▶ _What the task asks_: Take the line that contains "the floral shirt" as the first line and the final line of the records as the last; return exactly those lines and the lines between.

## START

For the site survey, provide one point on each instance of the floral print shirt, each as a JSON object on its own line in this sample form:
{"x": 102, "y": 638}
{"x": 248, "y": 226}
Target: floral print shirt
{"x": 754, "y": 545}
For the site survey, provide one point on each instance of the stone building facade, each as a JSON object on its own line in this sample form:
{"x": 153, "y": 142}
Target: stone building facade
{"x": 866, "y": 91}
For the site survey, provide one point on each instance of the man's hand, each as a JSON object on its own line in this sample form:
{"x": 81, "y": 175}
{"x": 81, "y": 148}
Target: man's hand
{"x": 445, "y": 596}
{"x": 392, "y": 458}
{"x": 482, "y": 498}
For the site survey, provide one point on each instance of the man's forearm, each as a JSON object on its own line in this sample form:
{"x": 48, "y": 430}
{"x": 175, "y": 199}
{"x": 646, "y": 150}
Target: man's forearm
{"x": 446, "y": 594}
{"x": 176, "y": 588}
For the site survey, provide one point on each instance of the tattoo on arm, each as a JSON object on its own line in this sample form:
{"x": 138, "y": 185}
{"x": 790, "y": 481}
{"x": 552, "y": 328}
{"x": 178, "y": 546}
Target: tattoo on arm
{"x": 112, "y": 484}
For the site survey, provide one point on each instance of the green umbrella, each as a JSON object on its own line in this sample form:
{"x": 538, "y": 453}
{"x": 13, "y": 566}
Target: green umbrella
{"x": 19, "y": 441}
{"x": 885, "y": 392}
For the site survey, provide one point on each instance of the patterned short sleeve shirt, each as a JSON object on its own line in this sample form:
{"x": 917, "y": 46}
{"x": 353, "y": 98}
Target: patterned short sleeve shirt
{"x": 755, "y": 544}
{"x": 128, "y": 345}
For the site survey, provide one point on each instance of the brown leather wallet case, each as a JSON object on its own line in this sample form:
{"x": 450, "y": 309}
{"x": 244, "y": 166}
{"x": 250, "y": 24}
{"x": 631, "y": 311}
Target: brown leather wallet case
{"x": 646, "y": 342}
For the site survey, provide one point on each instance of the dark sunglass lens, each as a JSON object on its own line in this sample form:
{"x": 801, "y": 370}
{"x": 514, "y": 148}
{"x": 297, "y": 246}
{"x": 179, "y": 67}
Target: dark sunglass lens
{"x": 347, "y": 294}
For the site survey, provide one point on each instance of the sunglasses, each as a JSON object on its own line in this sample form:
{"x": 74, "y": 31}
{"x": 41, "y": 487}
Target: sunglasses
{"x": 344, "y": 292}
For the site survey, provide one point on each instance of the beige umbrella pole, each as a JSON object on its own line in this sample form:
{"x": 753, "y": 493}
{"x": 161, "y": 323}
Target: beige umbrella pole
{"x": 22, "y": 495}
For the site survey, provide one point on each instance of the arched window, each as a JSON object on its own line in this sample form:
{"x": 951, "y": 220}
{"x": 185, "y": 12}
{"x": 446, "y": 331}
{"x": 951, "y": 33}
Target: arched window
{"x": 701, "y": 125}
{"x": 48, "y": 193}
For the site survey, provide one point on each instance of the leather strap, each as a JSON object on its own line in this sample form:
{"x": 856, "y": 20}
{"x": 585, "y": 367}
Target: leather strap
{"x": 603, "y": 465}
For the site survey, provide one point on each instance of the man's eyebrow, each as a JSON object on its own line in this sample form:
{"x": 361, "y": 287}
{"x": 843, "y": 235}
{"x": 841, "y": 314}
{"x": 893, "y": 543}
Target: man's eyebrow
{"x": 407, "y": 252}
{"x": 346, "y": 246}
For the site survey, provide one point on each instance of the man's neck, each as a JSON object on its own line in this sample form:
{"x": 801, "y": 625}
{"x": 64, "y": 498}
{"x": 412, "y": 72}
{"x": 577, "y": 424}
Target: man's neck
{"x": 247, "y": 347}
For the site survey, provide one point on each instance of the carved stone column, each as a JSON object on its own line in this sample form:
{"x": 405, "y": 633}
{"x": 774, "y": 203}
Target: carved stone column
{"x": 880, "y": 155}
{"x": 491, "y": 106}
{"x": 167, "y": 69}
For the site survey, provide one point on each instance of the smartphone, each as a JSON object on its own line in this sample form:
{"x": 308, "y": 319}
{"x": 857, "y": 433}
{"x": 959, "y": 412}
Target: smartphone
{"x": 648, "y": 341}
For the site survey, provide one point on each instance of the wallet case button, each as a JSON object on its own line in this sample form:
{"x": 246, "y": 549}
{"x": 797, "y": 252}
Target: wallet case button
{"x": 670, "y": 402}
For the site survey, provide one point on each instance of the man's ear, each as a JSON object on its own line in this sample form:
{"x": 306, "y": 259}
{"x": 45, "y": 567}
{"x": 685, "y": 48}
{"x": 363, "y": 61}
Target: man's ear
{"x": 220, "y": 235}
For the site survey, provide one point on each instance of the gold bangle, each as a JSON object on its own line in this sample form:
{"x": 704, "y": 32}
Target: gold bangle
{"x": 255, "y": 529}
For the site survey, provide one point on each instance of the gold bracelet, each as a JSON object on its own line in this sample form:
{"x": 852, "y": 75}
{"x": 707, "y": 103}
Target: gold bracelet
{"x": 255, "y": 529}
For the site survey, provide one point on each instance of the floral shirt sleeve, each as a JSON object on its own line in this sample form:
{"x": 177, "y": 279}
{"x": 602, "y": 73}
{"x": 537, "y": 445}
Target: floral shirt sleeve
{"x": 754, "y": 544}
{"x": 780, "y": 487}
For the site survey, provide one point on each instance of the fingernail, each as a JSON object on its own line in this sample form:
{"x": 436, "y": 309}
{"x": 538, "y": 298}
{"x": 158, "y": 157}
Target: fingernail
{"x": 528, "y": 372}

## END

▶ _The output_:
For the site survey, provide one point on each instance of the floral shirt sleeve, each as a JSON object on its own line in this sample form:
{"x": 177, "y": 279}
{"x": 602, "y": 73}
{"x": 537, "y": 445}
Target: floral shirt sleeve
{"x": 754, "y": 544}
{"x": 780, "y": 487}
For the site survey, provide one point on each instance of the fingernail, each as a JSON object on its own line in this sample form:
{"x": 436, "y": 309}
{"x": 538, "y": 298}
{"x": 158, "y": 157}
Target: fingernail
{"x": 528, "y": 372}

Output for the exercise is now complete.